EXERCISE INSTRUCTIONS: Rewrite everything from the line containing "Could you kindly segment every instance of the white goose?" down to the end of the material, putting "polygons" in place of "outlines" and leaving all else unchanged.

SUPPLIED INFORMATION:

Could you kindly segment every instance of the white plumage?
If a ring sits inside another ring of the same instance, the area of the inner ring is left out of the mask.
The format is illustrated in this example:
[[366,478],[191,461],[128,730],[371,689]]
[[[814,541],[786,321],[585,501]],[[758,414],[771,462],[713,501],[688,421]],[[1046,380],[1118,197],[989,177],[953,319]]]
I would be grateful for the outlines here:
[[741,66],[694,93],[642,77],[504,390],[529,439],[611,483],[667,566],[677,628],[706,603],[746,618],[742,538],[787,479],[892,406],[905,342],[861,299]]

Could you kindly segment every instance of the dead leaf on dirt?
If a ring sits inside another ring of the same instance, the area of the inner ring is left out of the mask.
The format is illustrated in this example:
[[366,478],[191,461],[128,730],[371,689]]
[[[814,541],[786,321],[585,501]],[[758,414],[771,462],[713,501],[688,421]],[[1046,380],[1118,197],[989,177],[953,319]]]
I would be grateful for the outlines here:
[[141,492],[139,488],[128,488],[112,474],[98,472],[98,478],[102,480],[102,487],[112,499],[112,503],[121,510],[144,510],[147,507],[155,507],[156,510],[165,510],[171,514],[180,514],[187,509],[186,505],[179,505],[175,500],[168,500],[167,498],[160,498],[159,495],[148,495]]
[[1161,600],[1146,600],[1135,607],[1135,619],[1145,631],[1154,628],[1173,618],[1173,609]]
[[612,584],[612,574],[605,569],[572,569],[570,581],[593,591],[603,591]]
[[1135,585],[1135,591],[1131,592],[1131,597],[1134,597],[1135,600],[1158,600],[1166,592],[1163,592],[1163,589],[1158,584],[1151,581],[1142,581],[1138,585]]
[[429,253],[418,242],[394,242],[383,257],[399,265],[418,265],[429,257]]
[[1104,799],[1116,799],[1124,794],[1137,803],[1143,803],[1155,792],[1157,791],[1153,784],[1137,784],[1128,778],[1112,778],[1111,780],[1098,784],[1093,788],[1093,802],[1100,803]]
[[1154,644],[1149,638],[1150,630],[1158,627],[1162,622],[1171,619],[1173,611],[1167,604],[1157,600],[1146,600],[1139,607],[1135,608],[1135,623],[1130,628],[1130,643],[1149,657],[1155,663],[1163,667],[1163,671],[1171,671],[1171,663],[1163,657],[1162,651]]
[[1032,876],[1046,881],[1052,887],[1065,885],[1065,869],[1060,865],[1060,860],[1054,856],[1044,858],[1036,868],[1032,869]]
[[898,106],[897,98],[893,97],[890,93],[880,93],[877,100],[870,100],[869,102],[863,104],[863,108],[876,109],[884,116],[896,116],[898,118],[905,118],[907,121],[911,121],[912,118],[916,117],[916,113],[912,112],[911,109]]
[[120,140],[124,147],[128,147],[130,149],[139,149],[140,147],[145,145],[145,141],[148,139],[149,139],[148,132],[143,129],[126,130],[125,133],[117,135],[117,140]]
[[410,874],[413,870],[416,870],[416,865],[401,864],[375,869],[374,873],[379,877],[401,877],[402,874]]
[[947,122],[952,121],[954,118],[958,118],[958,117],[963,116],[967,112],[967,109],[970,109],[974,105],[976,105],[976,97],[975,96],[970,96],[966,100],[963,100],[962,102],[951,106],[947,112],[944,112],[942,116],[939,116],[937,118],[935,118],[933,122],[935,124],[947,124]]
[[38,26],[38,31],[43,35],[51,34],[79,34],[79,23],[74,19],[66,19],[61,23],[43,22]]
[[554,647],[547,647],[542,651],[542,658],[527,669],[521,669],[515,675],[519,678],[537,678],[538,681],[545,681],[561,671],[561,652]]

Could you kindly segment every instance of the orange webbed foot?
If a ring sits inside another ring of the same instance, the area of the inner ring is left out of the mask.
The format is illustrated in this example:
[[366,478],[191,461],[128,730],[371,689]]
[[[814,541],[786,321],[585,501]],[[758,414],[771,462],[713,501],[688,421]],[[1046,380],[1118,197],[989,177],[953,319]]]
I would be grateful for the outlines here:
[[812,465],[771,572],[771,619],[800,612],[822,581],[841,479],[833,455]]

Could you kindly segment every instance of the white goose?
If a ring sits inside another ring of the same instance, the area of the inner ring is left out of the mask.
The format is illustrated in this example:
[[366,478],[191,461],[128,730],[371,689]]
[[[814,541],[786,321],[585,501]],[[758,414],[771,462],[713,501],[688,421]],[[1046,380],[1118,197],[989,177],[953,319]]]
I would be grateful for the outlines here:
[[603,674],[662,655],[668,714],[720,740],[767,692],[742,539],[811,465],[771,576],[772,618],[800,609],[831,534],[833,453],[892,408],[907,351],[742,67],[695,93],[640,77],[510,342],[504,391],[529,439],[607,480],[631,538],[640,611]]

FULL RESPONSE:
Could you kindly segment every instance of the white goose?
If a ring sits inside another ring of the same instance, the area of the inner ring is left out of the mask.
The format is illustrated in this example:
[[366,478],[191,461],[128,730],[371,689]]
[[[814,541],[786,321],[585,501]],[[758,414],[771,462],[713,501],[688,421]],[[1046,380],[1118,197],[989,177],[953,319]]]
I would be grateful for the polygons here:
[[603,674],[662,655],[668,714],[720,740],[767,692],[742,539],[811,465],[771,576],[772,618],[800,609],[831,534],[833,453],[892,408],[907,351],[742,67],[695,93],[640,77],[510,342],[504,391],[529,439],[607,480],[631,538],[640,611]]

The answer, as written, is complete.